Data rows:

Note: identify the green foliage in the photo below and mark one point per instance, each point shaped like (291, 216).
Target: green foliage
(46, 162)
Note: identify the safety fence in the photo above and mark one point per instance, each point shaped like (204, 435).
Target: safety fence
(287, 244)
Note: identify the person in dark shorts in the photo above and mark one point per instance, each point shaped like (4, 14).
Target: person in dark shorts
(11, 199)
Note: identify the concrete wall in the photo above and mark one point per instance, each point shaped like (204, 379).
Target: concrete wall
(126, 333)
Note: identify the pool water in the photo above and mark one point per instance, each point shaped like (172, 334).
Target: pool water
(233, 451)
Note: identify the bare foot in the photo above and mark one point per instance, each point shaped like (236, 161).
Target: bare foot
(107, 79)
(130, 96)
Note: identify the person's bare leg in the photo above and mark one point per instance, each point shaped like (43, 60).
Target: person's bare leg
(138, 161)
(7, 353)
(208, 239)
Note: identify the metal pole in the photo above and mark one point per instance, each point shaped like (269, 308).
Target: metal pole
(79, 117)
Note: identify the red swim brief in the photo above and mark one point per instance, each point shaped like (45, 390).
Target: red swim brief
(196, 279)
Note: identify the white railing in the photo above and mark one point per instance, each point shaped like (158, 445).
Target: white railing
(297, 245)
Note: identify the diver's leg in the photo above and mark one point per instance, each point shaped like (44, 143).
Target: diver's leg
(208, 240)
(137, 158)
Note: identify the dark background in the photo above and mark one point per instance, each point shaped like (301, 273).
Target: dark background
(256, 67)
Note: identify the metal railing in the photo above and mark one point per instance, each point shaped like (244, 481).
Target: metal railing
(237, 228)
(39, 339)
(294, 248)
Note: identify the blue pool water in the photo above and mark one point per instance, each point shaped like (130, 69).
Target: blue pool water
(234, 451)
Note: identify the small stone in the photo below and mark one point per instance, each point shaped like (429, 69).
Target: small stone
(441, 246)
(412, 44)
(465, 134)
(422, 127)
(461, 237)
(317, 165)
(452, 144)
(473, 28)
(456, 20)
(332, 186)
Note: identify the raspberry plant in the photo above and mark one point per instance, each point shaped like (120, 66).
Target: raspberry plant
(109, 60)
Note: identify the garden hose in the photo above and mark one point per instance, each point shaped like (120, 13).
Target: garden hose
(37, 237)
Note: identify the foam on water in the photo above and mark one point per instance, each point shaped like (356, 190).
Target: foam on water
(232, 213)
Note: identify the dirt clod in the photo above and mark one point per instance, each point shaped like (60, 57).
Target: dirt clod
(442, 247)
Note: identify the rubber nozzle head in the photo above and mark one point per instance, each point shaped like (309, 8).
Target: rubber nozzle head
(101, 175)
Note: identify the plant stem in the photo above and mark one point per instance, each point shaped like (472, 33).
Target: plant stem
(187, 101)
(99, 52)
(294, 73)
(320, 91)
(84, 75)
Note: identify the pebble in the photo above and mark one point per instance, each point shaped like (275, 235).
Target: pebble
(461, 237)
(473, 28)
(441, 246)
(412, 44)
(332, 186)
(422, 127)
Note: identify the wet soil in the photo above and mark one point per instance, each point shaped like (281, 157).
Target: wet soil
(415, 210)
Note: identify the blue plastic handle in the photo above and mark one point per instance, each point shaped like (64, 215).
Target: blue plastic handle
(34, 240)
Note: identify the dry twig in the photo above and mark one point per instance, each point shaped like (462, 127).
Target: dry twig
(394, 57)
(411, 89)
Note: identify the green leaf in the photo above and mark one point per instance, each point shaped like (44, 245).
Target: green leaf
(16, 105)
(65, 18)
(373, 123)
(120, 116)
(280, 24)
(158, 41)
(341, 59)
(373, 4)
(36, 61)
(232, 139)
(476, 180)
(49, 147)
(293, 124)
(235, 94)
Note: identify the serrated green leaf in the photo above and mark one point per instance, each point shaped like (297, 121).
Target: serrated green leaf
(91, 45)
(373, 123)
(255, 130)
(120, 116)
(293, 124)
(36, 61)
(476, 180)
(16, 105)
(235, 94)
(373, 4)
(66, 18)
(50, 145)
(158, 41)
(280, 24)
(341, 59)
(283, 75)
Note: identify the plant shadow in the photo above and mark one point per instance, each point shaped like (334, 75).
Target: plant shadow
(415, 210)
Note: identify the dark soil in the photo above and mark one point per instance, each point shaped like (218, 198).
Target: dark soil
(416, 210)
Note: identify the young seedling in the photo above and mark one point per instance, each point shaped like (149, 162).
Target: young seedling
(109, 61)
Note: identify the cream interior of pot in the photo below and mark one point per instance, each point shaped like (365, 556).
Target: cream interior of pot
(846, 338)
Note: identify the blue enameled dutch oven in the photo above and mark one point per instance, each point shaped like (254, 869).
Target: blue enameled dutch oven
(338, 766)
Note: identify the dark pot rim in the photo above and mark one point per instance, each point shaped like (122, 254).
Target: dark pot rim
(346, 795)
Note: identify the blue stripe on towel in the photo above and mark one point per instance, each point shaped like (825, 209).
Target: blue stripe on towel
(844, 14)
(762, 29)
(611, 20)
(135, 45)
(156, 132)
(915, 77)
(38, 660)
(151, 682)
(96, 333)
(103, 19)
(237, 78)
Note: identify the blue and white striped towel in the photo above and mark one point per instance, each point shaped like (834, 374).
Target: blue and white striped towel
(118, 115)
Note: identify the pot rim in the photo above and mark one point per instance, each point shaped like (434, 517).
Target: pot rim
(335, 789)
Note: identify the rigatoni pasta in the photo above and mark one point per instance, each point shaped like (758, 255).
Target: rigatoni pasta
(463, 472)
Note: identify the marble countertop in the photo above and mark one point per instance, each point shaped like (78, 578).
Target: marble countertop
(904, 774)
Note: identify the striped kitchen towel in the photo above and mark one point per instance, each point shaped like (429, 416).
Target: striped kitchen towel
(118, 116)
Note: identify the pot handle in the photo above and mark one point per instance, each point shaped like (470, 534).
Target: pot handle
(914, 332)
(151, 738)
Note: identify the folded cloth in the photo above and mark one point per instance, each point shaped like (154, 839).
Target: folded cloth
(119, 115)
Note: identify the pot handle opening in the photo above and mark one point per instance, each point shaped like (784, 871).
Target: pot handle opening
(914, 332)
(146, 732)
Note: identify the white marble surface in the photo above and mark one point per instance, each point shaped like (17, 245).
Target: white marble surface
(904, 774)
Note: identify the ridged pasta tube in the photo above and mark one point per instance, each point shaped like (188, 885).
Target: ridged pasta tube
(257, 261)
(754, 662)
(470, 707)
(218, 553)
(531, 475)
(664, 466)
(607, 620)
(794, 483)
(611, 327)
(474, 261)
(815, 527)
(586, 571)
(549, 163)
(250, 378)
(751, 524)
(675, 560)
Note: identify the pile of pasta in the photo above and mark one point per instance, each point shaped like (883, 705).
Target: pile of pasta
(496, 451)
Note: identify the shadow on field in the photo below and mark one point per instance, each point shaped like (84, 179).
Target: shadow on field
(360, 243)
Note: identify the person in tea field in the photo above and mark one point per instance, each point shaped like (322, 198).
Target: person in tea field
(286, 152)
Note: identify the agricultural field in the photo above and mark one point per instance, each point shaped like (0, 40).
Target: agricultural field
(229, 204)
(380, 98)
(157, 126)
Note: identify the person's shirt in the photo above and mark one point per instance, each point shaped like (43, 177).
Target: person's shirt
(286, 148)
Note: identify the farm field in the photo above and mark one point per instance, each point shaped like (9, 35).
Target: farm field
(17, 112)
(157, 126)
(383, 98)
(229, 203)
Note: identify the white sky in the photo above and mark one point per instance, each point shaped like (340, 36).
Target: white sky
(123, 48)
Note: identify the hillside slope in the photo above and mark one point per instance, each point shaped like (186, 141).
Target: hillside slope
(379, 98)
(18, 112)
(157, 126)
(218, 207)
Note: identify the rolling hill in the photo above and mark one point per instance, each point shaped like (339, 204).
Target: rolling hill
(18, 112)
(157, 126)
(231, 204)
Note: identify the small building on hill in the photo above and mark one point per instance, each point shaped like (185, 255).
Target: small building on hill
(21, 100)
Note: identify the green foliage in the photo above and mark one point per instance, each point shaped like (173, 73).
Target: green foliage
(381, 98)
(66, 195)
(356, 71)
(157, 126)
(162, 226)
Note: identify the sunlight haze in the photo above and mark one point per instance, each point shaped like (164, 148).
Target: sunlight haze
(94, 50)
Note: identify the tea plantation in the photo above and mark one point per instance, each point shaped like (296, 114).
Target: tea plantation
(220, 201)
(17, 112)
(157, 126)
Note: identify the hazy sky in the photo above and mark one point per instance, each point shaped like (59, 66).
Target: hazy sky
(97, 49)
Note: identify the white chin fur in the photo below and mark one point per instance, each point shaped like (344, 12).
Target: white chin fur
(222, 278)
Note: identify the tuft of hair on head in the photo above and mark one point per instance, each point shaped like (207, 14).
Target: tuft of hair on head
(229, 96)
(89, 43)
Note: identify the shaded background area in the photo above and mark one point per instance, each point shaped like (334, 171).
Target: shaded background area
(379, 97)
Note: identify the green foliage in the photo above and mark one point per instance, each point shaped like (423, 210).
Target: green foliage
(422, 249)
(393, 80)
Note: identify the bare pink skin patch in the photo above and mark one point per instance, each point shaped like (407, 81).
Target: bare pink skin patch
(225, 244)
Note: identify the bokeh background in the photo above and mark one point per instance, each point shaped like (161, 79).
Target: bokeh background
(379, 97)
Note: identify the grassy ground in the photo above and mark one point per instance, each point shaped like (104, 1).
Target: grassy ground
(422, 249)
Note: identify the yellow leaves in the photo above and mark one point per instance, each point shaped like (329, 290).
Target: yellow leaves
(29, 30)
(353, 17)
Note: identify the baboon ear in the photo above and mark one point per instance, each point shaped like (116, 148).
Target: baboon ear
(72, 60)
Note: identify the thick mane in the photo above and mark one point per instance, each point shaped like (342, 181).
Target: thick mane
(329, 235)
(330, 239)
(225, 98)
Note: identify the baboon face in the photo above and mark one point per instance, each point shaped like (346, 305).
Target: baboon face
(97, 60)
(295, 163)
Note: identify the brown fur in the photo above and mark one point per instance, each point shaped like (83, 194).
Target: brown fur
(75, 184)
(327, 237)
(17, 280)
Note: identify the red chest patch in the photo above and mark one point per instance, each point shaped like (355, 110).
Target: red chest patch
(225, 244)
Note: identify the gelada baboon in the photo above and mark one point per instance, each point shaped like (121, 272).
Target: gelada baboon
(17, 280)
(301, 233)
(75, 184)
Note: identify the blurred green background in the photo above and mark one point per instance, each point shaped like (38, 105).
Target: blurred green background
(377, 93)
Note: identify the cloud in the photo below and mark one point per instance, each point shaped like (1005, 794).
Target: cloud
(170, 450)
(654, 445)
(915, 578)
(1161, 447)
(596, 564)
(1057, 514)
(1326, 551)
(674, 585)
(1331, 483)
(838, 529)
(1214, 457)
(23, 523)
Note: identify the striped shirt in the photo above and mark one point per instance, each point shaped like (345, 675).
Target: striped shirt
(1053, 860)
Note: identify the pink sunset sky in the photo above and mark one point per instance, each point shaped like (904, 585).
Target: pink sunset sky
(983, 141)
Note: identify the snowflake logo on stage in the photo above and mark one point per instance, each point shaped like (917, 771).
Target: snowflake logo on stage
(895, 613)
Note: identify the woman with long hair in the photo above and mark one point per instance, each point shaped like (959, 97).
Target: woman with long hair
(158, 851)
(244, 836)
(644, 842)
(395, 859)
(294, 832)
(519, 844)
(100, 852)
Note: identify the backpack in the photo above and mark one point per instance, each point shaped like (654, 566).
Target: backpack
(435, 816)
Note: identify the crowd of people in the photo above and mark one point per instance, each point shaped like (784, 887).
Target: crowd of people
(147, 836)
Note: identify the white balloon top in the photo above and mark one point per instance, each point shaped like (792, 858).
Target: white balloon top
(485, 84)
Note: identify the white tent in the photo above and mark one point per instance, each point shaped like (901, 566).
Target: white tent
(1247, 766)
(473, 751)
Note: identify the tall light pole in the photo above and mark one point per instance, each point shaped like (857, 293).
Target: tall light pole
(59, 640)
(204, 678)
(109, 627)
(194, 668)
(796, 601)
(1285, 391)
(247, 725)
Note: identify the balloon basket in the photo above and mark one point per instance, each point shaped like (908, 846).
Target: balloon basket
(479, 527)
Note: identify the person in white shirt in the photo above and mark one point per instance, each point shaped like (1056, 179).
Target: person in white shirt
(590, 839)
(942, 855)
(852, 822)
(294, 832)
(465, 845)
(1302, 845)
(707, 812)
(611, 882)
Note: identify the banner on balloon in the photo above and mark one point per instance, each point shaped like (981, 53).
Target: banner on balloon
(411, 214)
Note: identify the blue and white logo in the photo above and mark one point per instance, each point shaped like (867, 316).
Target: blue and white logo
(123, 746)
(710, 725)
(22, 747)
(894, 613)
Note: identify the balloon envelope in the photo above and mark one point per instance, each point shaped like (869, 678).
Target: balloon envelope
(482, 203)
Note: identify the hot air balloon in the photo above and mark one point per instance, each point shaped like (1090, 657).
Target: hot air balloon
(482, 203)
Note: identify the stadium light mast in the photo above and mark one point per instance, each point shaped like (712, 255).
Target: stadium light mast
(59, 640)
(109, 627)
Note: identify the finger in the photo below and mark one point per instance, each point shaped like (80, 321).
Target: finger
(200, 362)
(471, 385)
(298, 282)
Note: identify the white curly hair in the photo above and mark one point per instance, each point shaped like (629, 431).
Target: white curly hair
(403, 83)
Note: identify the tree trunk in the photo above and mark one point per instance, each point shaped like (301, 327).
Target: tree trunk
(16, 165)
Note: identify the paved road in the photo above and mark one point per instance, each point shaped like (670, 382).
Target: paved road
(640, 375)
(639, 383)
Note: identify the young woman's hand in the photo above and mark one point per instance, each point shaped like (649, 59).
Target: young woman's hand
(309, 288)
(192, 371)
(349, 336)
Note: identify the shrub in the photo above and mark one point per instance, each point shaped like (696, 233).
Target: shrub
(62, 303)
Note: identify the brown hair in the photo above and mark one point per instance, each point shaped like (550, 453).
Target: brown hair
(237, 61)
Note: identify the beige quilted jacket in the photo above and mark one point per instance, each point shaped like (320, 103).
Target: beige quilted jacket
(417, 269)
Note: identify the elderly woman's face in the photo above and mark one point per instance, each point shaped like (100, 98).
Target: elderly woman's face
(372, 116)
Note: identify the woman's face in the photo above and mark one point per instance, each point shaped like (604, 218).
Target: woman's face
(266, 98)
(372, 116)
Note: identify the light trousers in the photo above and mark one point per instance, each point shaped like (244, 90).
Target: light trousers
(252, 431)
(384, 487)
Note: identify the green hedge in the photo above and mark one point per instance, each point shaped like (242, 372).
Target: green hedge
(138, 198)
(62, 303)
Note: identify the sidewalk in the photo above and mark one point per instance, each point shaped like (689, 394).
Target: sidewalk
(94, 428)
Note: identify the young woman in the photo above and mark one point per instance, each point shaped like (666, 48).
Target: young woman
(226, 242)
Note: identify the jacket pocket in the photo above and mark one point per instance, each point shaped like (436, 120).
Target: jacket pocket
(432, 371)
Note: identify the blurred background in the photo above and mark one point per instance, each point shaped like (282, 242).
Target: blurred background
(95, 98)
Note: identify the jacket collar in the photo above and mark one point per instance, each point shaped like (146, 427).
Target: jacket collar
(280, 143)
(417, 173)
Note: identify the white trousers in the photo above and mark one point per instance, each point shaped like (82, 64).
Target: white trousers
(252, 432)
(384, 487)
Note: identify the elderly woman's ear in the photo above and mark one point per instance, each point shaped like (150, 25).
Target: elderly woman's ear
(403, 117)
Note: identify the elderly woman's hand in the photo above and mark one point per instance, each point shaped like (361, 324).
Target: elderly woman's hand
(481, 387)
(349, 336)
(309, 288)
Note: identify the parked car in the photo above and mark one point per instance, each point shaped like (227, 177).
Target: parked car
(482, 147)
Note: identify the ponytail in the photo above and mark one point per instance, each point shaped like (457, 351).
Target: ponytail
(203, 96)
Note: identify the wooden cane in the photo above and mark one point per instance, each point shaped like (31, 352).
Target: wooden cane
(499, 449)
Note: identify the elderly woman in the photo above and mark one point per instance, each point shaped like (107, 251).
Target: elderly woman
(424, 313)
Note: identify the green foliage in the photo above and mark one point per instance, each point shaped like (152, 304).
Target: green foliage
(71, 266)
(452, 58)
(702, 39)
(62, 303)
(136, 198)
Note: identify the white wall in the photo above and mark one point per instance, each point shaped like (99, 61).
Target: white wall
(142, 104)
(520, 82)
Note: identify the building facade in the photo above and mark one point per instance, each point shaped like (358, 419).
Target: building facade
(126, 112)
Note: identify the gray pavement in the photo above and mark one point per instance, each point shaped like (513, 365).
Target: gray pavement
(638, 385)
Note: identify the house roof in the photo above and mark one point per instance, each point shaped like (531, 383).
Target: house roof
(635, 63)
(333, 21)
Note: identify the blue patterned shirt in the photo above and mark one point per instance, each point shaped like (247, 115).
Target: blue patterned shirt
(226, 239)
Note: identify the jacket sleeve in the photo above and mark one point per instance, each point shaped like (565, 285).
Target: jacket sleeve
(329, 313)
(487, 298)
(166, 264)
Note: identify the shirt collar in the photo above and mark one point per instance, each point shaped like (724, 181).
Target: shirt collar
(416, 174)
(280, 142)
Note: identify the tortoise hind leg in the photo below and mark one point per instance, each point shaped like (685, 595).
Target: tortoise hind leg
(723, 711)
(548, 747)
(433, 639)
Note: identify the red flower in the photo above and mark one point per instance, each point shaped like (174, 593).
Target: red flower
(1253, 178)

Directions: Output the line that contains "like (152, 304).", followed by every later line in the listing, with no line omitted and none added.

Complete response:
Note: identify the green foliage in the photo above and mark one point per instance, each point shaped like (152, 304).
Target: green foliage
(71, 266)
(452, 58)
(702, 39)
(62, 303)
(136, 198)
Note: identify the white wall in the photo above and mark one point per instance, each point shaped like (99, 61).
Target: white wall
(142, 104)
(520, 82)
Note: identify the building facade in the photo above and mark one point per instance, each point shaped like (358, 419).
Target: building facade
(126, 112)
Note: identify the gray pavement in the photo above and mark one point per instance, each point shaped like (513, 365).
Target: gray pavement
(638, 385)
Note: identify the house roof in the photo above and mark one point per instance, each point shaped like (531, 383).
Target: house roof
(635, 63)
(333, 21)
Note: identify the blue patterned shirt in the photo above and mark one point per instance, each point shaped like (247, 115).
Target: blue patterned shirt
(226, 239)
Note: identify the jacket sleeve in the photo above and mark one point per instance, each point shaped like (565, 285).
Target: jacket sleeve
(329, 313)
(487, 298)
(166, 264)
Note: identify the shirt collar in the photo above and mark one point per instance, each point shaped like (724, 181).
Target: shirt collar
(416, 174)
(280, 142)
Note: identify the tortoise hind leg in the photo below and mark one point per instance, each point shaped like (685, 595).
Target: tortoise hind leg
(723, 711)
(548, 747)
(433, 639)
Note: identify the red flower in the photo above and mark one point per instance, each point shaped like (174, 593).
Target: red flower
(1253, 178)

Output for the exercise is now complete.